Please reproduce the listing below with "vertex pairs" swapped for "coordinate pairs" everywhere it occurs, leaving everything else untouched.

*** Exercise inputs

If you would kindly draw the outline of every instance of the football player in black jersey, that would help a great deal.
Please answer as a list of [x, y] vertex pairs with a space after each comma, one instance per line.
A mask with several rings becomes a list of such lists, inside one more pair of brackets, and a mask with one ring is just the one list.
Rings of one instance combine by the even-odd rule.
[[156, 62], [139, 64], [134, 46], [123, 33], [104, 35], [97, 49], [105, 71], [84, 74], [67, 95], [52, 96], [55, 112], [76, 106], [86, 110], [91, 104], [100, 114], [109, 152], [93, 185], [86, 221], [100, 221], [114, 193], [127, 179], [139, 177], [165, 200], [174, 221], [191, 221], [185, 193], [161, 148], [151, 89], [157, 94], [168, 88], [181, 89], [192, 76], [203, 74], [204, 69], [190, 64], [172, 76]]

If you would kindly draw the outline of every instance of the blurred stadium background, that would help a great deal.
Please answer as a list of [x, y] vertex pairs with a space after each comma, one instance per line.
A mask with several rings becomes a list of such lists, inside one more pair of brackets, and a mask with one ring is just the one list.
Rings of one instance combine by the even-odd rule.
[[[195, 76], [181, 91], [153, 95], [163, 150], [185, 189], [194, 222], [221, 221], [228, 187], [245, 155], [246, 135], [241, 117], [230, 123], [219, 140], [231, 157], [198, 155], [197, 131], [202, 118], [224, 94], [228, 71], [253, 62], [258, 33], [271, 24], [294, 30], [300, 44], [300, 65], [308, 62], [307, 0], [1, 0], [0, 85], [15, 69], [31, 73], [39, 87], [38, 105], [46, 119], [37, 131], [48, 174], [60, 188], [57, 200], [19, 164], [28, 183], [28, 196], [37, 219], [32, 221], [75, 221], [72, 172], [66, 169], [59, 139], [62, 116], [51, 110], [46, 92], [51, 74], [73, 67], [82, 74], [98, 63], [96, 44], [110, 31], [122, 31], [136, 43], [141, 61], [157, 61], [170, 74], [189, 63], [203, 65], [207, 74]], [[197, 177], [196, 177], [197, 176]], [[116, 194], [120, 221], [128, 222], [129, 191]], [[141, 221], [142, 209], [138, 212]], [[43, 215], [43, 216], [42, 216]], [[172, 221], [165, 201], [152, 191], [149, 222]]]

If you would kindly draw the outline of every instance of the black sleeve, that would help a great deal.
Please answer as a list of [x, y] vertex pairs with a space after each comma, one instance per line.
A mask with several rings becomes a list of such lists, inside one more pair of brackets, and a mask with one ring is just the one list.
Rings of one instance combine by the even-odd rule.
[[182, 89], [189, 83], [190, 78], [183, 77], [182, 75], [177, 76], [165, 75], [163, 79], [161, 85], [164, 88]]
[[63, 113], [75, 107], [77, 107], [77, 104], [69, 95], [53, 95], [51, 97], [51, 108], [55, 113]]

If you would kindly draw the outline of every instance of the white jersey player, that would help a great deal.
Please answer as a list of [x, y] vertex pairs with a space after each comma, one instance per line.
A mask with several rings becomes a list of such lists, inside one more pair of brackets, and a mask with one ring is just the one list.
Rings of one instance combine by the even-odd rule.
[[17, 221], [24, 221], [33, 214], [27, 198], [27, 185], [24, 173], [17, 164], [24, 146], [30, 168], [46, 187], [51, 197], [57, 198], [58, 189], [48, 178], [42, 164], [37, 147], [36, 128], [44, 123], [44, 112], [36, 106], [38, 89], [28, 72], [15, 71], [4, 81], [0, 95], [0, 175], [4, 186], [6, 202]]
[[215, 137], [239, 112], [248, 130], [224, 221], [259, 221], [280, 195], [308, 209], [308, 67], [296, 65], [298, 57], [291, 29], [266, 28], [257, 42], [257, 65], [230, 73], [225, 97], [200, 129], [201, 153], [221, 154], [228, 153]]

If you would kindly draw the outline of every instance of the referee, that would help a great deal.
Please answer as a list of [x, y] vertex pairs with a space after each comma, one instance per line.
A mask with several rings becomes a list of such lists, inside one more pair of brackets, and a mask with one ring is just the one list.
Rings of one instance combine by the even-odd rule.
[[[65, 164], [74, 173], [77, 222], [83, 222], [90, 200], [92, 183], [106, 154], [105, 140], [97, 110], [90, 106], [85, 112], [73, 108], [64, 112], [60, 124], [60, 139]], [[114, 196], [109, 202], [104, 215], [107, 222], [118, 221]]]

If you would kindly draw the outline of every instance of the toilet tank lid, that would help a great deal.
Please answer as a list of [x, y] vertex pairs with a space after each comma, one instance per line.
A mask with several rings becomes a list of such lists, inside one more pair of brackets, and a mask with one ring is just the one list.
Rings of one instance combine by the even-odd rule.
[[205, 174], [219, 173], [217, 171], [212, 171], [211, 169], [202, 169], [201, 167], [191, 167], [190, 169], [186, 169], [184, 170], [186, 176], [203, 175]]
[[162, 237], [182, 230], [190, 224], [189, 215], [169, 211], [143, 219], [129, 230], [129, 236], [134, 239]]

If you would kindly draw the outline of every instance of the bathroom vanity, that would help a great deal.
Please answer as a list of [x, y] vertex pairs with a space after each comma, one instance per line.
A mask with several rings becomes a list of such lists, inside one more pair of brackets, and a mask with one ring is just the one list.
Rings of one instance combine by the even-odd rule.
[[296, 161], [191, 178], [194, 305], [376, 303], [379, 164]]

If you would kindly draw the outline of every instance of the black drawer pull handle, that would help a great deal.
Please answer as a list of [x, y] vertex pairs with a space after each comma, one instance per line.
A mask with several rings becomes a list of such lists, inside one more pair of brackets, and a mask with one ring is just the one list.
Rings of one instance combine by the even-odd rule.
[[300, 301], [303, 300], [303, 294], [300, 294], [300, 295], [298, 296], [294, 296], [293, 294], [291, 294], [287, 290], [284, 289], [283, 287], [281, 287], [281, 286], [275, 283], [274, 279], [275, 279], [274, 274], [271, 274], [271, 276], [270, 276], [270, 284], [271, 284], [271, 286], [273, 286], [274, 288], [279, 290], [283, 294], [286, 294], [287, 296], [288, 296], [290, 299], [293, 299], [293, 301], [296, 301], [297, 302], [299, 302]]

******

Result of this exercise -
If you would kindly draw the outline of every instance of the football player in black jersey, that would help a great deal.
Please answer as a list of [x, y] coordinate pairs with a space after each comma, one instance per line.
A mask with several rings becomes a list of such lists, inside one more pair of brackets, and a mask with one ring is just the one list.
Rings of one instance combine by the even-odd rule.
[[156, 62], [139, 64], [134, 46], [123, 33], [104, 35], [97, 49], [105, 71], [84, 74], [67, 95], [52, 96], [55, 112], [76, 106], [86, 110], [91, 104], [100, 114], [109, 152], [93, 185], [86, 221], [100, 221], [114, 193], [127, 179], [139, 177], [165, 200], [174, 221], [191, 221], [185, 193], [161, 148], [151, 89], [157, 94], [168, 88], [181, 89], [192, 76], [203, 74], [204, 69], [190, 64], [172, 76]]

If you would kindly draw the outline of every instance of the blurred stadium background, that would help a great deal.
Please answer as a list of [x, y] coordinate pairs with a space after each comma, one instance per line.
A mask with several rings becomes a list of such lists, inside one more pair of brackets, and a mask with one ring is just the one list.
Rings of one instance combine by the even-odd rule.
[[[195, 76], [181, 91], [153, 95], [163, 150], [185, 189], [194, 222], [221, 221], [228, 187], [245, 155], [246, 135], [241, 117], [230, 123], [219, 140], [231, 157], [198, 155], [197, 131], [202, 118], [224, 94], [228, 71], [253, 62], [258, 33], [271, 24], [294, 30], [300, 44], [300, 65], [308, 62], [307, 0], [1, 0], [0, 85], [15, 69], [31, 73], [39, 87], [38, 105], [46, 119], [37, 131], [48, 174], [60, 188], [57, 200], [19, 164], [28, 183], [28, 196], [37, 219], [32, 221], [75, 221], [72, 172], [66, 169], [59, 139], [62, 116], [51, 110], [46, 92], [51, 74], [73, 67], [82, 74], [98, 63], [96, 44], [110, 31], [122, 31], [136, 43], [141, 61], [157, 61], [170, 74], [189, 63], [203, 65], [207, 74]], [[197, 177], [196, 177], [197, 176]], [[116, 194], [120, 221], [128, 222], [129, 191]], [[141, 221], [142, 209], [138, 212]], [[43, 215], [43, 216], [42, 216]], [[172, 221], [165, 201], [152, 191], [149, 222]]]

If you would kindly draw the outline of every instance of the black sleeve, that would help a great deal.
Please answer as a list of [x, y] coordinate pairs with a space after each comma, one instance per line.
A mask with several rings becomes a list of such lists, inside one more pair of brackets, and a mask with one ring is just the one list.
Rings of one instance combine by the even-odd rule.
[[182, 89], [189, 83], [190, 78], [183, 77], [182, 75], [177, 76], [165, 75], [163, 79], [161, 85], [164, 88]]
[[63, 113], [75, 107], [77, 107], [77, 104], [69, 95], [53, 95], [51, 97], [51, 108], [55, 113]]

If you would kindly draw the outline of every instance of the white jersey player, that would help a great deal.
Please answer as a list of [x, y] coordinate pairs with a space after each comma, one instance per line.
A mask with several rings becomes a list of such lists, inside one more pair of brackets, and a mask with one ring is just the one list.
Rings of one instance combine by the even-odd rule.
[[17, 221], [24, 221], [33, 214], [27, 198], [27, 185], [24, 173], [17, 164], [24, 146], [30, 168], [46, 187], [51, 197], [57, 198], [58, 189], [48, 178], [42, 164], [37, 147], [36, 128], [44, 123], [44, 112], [36, 106], [38, 89], [28, 72], [15, 71], [4, 81], [0, 95], [0, 175], [4, 186], [6, 202]]
[[215, 137], [239, 112], [248, 130], [224, 221], [259, 221], [280, 195], [308, 209], [308, 67], [296, 65], [298, 57], [291, 29], [266, 28], [257, 42], [257, 65], [230, 73], [225, 97], [200, 129], [201, 153], [221, 154], [228, 153]]

If you would kindly draw the outline of every instance of the referee, that would help a great deal.
Please answer as a list of [x, y] coordinate pairs with a space after each comma, one instance per line.
A mask with several rings becomes a list of such lists, inside one more pair of brackets, and a mask with one ring is just the one list.
Rings of one instance combine by the even-odd rule.
[[[65, 164], [74, 173], [77, 222], [83, 222], [90, 200], [92, 183], [106, 154], [105, 140], [97, 110], [90, 106], [85, 112], [73, 108], [64, 112], [60, 124], [60, 139]], [[114, 196], [109, 202], [104, 215], [107, 222], [118, 221]]]

If you would kindly draw the outline of every instance of the toilet tank lid, that would help a great deal.
Please answer as a list of [x, y] coordinate pairs with a space after each comma, one instance per line.
A mask with several rings becomes a list of such lists, inside one more pair of brackets, and a mask with one ring is just the one list.
Rings of one instance combine by the even-odd rule.
[[205, 174], [219, 173], [217, 171], [212, 171], [211, 169], [202, 169], [201, 167], [191, 167], [190, 169], [186, 169], [184, 170], [186, 176], [203, 175]]
[[162, 237], [182, 230], [190, 224], [189, 215], [169, 211], [143, 219], [129, 230], [129, 236], [134, 239]]

If you would kindly draw the outline of every instance of the bathroom vanity, that would help a great deal.
Please answer as a list of [x, y] coordinate pairs with a space after each comma, one instance per line.
A mask with several rings becomes a list of such lists, inside one more pair of brackets, and a mask with one ring is just the one list.
Rings of one instance combine by the even-odd rule.
[[296, 161], [191, 178], [194, 305], [376, 303], [379, 164]]

If you would kindly draw the outline of every instance of the black drawer pull handle, that would help a great deal.
Please answer as a list of [x, y] coordinate pairs with a space after each comma, one instance per line.
A mask with several rings becomes a list of such lists, inside one more pair of brackets, and a mask with one ring is just the one list.
Rings of one instance combine by the even-odd rule.
[[300, 301], [303, 300], [303, 294], [300, 294], [300, 295], [298, 296], [294, 296], [293, 294], [291, 294], [287, 290], [284, 289], [283, 287], [281, 287], [281, 286], [275, 283], [274, 279], [275, 279], [274, 274], [271, 274], [271, 276], [270, 276], [270, 284], [271, 284], [271, 286], [273, 286], [274, 288], [279, 290], [283, 294], [286, 294], [287, 296], [288, 296], [290, 299], [293, 299], [293, 301], [296, 301], [297, 302], [299, 302]]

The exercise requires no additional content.